Search

Selasa, 29 November 2016

Pendekatan Guru Terhadap Motivasi Belajar

Pendekatan Mengajar Guru Terhadap Motivasi Belajar Siswa SMP


            Motivasi belajar siswa seringkali menurun akibat adanya berbagai hal di sekolah. Salah satu faktor yang sering dianggap menurunkan motivasi siswa remaja untuk belajar adalah materi pelajaran itu sendiri dan guru yang menyampaikan materi pelajaran itu. Akan tetapi, lebih utama dari faktor materi pelajaran sebenarnya adalah faktor guru (Sarwono, 2012). Jelaslah bahwa bagi murid, faktor yang paling besar mereka rasakan adalah guru-guru yang menyajikan pelajarannya dengan cara yang kurang menarik. Berkurangnya semangat belajar pada para siswa mengakibatkan kurangnya keinginan untuk bertahan di lingkungan sekolah  (Sarwono, 2012).
Apa itu motivasi?
Motivasi adalah proses memberikan suatu energi secara langsung dengan mempertahankan konsistensi perilaku (Santrock, 2011).
Perspektif pada Motivasi
Perspektif psikologis yang berbeda menjelaskan motivasi dengan cara yang berbeda pula. Perspektif dibagi menjadi dua yakni perspektif perilaku dan kognitif.
:::
→ Daftar Tugas:
- 1) Tuliskan semua rujukan sumber dalam tanda kurung pada teks tentang motivasi belajar, urut sesuai kemunculannya dan termasuk yang muncul lebih dari sekali.
- 2) Lanjutkan teks tentang motivasi belajar mulai dari kalimat sesudah kalimat terakhirnya.

→ Baris Tercantum:
:::
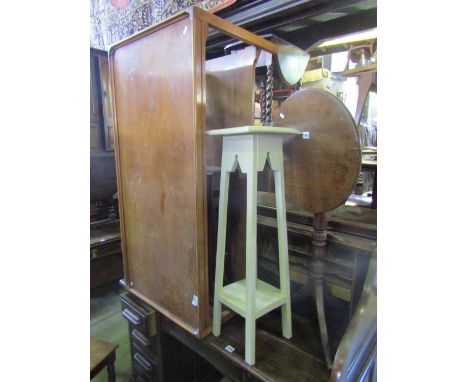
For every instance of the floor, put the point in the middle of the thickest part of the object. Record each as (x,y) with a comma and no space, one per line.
(108,324)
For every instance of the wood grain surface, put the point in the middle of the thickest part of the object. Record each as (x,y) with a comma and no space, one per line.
(157,151)
(320,172)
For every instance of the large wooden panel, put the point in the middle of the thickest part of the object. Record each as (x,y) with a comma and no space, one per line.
(158,90)
(154,80)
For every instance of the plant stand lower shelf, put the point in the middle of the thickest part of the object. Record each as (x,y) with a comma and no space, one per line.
(267,297)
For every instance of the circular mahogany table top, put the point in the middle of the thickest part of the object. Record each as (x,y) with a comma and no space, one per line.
(321,171)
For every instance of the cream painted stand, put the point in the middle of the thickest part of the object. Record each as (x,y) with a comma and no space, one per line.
(249,147)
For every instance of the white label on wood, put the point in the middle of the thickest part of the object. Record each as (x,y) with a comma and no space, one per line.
(230,349)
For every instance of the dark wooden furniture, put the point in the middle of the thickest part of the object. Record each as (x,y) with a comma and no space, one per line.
(102,355)
(158,82)
(103,181)
(321,171)
(156,356)
(356,357)
(106,254)
(351,239)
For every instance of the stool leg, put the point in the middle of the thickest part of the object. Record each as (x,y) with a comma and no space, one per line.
(283,251)
(251,262)
(220,250)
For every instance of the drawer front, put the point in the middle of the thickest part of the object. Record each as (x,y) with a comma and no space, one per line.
(107,249)
(144,366)
(145,345)
(139,315)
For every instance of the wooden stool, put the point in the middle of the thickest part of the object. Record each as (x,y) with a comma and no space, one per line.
(249,147)
(102,355)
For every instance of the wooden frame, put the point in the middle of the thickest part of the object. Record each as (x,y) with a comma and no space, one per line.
(158,89)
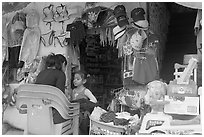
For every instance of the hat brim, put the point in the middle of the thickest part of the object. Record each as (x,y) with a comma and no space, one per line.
(141,24)
(120,33)
(122,23)
(120,14)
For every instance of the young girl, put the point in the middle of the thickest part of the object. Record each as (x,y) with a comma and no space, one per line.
(80,92)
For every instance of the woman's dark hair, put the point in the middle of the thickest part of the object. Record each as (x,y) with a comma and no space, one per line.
(60,59)
(50,60)
(82,73)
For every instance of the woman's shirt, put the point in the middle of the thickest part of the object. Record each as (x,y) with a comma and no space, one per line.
(85,93)
(52,77)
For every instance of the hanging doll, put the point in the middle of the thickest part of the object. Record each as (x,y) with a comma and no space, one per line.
(31,38)
(156,90)
(30,44)
(145,67)
(14,35)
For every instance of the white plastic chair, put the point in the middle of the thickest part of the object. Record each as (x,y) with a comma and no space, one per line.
(39,100)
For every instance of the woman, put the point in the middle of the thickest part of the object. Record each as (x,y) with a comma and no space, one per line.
(54,75)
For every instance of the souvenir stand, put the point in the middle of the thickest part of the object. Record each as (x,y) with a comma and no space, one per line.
(152,106)
(120,54)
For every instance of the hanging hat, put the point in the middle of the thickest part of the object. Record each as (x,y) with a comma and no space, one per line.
(138,18)
(137,14)
(118,32)
(119,11)
(122,21)
(142,24)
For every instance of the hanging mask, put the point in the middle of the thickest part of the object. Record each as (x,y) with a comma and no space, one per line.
(127,49)
(136,41)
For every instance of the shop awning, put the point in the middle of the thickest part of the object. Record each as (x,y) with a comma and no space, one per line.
:::
→ Hasil Tugas:
- 1)
1. (Sarwono, 2012)
2. (Sarwono, 2012)
3. (Santrock, 2011)

- 2)
1.      Perspektif Perilaku. Perspektif perilaku lebih menekankan pada imbalan (reward) dan hukuman (punishment) eksternal sebagai kunci dalam menentukan motivasi siswa. Insentif yang diberikan adalah rangsangan yang dapat memotivasi perilaku siswa baik secara positif atau negatif. Insentif yang digunakan guru kelas termasuk nilai pelajaran dan penilaian kepribadian, yang memberikan umpan balik tentang kualitas pekerjaan siswa. Insentif lainnya termasuk memberikan penghargaan atau pengakuan kepada siswa, misalnya dengan menampilkan hasil karya mereka di mading (majalah dinding), memberi mereka sertifikat penghargaan atas prestasi mereka, menempatkan foto mereka pada foto-foto penghargaan sekolah, dan secara lisan menyebutkan prestasi mereka dalam sebuah pengumuman.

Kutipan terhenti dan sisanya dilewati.